- Your task -
Gather every line of the data that contains the string "palomino", treating uppercase and lowercase letters as different.

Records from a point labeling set
────────────────────
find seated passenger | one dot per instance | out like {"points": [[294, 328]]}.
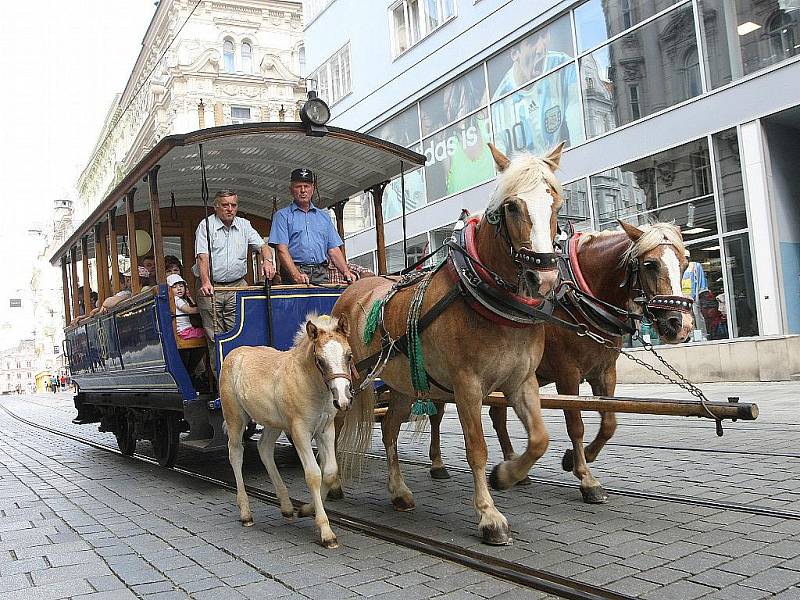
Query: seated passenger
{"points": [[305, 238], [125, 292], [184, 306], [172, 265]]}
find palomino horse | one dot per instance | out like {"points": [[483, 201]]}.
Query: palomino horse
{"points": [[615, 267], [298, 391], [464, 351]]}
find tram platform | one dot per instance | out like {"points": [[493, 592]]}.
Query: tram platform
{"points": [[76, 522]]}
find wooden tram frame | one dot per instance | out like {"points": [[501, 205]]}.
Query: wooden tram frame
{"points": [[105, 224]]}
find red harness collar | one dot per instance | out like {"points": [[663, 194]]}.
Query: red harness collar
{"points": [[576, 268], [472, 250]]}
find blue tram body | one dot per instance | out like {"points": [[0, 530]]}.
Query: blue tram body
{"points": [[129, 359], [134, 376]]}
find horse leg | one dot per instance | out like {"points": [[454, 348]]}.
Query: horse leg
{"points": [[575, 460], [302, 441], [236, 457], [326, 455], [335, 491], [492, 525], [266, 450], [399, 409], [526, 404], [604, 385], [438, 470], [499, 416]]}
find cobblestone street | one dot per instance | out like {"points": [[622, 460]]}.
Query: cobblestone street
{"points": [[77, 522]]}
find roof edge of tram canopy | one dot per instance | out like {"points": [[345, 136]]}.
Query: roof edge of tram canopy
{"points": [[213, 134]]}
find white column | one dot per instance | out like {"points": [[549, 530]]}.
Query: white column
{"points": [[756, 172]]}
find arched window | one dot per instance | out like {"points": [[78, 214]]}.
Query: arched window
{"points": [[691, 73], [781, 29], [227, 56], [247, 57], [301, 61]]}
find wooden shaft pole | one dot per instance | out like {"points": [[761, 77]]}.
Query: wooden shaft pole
────────────────────
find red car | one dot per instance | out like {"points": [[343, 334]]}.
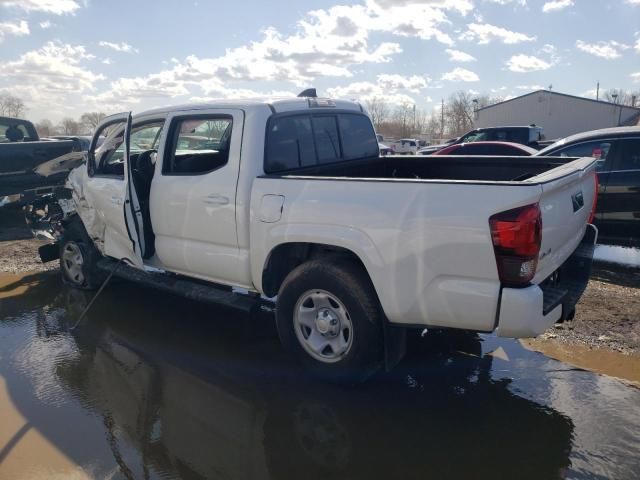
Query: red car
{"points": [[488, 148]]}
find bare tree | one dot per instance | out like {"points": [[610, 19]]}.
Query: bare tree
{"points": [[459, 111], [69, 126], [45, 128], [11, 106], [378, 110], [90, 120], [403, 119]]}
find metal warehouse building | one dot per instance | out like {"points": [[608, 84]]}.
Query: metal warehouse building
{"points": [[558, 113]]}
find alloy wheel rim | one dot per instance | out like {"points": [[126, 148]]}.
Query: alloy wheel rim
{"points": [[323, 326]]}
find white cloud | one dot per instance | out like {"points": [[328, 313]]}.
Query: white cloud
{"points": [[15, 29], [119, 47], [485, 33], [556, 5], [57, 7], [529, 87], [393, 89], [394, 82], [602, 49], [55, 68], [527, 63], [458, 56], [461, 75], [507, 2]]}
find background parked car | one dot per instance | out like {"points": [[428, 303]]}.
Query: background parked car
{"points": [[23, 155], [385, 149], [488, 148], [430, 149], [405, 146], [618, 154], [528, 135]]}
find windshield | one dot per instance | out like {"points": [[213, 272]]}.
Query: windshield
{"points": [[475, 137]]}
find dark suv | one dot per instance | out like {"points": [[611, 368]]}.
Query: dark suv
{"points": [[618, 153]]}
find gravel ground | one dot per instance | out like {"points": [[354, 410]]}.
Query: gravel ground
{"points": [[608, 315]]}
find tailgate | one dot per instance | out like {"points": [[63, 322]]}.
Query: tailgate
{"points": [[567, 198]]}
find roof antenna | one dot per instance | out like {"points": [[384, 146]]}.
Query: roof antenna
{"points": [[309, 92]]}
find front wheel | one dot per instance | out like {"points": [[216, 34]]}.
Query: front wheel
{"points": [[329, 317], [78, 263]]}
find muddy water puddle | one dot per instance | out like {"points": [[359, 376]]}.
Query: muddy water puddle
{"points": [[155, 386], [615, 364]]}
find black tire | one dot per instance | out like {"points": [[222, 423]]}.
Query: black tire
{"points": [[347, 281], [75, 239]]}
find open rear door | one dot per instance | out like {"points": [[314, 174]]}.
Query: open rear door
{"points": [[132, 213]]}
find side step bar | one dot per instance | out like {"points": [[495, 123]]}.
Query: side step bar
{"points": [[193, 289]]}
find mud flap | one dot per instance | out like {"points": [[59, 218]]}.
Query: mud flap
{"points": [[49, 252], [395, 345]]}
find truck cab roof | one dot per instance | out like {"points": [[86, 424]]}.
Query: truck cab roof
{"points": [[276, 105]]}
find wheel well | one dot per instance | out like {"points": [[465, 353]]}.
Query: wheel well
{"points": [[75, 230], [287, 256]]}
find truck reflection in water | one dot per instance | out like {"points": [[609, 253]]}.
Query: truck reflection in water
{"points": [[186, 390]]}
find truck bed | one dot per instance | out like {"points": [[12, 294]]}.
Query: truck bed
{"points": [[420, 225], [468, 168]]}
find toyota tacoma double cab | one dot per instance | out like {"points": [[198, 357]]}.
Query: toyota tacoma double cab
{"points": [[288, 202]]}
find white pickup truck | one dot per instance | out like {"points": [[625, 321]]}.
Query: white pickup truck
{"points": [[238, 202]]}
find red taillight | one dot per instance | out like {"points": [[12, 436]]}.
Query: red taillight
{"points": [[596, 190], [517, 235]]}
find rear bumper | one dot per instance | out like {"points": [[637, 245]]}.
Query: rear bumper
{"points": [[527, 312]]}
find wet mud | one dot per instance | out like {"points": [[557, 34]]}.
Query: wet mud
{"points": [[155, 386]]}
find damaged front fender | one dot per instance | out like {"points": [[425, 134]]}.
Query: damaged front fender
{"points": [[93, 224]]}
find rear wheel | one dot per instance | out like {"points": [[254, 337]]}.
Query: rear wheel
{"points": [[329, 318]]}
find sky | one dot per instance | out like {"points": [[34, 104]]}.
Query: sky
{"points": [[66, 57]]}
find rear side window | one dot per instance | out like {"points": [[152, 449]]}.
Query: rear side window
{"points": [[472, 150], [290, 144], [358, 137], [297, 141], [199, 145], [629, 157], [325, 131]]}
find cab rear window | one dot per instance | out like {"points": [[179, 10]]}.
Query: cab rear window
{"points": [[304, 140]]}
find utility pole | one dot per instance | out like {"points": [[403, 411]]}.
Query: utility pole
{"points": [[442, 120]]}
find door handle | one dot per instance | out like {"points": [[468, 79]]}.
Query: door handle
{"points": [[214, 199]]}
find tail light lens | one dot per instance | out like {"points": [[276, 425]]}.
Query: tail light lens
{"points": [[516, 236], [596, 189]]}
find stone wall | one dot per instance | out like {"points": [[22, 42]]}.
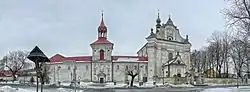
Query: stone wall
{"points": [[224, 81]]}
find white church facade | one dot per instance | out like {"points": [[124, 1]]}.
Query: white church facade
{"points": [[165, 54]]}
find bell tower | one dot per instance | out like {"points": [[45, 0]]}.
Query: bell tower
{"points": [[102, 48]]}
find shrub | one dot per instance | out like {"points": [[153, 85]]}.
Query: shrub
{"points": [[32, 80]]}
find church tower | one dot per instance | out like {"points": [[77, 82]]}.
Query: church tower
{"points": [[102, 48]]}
────────────────────
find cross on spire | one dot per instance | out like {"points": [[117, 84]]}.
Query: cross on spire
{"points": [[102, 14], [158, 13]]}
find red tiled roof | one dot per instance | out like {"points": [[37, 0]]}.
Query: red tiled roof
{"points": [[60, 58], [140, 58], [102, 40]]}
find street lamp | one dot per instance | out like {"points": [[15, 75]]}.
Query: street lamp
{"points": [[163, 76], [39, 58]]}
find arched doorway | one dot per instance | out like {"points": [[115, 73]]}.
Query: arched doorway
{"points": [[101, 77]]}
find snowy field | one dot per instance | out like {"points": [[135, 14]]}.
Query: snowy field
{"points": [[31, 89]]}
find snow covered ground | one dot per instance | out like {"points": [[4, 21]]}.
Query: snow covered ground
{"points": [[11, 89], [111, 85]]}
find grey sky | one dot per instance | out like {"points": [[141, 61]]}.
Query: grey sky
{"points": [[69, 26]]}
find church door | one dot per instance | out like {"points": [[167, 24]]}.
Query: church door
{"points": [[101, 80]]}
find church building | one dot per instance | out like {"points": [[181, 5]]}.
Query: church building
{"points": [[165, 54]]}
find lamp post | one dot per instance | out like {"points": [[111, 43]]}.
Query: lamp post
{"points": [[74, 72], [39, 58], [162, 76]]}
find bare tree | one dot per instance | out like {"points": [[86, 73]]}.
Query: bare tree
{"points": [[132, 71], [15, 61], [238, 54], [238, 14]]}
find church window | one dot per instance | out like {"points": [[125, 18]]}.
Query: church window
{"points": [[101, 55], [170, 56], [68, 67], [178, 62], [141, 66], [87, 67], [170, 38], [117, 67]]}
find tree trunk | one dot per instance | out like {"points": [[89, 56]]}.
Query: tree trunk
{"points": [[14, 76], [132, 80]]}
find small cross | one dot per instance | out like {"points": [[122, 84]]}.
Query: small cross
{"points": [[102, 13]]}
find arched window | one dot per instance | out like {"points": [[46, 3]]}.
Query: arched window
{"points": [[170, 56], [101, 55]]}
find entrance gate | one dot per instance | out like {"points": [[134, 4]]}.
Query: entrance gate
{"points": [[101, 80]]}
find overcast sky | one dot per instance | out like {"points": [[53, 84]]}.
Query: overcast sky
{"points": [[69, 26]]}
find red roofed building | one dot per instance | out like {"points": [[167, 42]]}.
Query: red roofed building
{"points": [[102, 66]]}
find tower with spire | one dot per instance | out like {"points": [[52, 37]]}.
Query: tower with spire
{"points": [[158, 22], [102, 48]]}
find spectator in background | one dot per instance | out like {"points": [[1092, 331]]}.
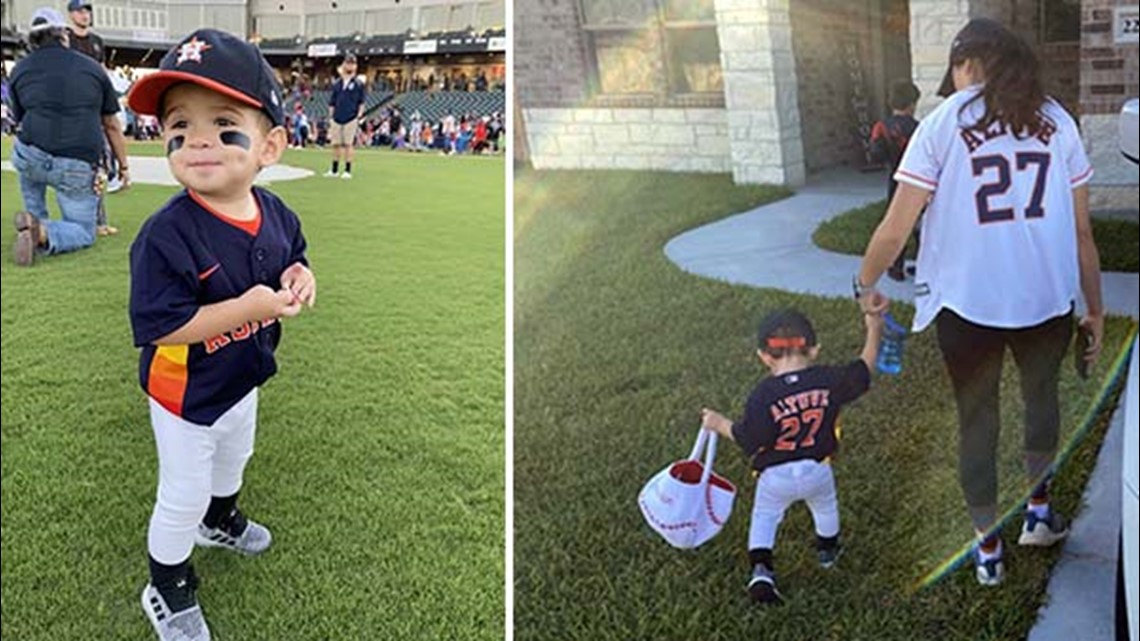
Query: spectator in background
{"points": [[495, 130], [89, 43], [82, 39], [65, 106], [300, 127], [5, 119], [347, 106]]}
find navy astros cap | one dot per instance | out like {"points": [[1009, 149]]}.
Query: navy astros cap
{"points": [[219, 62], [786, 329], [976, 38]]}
────────────────────
- The result -
find palomino horse | one dot per instance | out like {"points": [[483, 201]]}.
Query: palomino horse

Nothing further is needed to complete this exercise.